====== DATA TO PROCESS
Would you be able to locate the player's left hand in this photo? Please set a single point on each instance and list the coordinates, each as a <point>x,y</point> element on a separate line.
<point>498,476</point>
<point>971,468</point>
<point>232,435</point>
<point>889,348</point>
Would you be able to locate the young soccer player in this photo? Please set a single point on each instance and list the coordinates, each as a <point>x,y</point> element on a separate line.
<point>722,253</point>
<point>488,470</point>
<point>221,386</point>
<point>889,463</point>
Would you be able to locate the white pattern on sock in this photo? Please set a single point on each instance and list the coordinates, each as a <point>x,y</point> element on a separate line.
============
* **STATED GOAL**: Can you put every line of the records above into a JSON list of strings, with one string per line and blank lines left out?

* **TASK OUTPUT**:
[
  "Would you be able to locate the player's left hand in this photo? Please set a single point on each instance and list the coordinates, each as a <point>x,y</point> element on a separate line.",
  "<point>498,476</point>",
  "<point>971,468</point>",
  "<point>232,435</point>",
  "<point>889,348</point>",
  "Would you be able to locate the young soccer player in this photo? Please set a single point on each instance and list the coordinates, each as a <point>x,y</point> element on a separate line.",
  "<point>722,253</point>",
  "<point>488,470</point>",
  "<point>221,386</point>",
  "<point>889,463</point>",
  "Would you be able to locate the white pattern on sock in this photo? Please set a single point on each instance and list the coordinates, each as a <point>x,y</point> element on a separate line."
]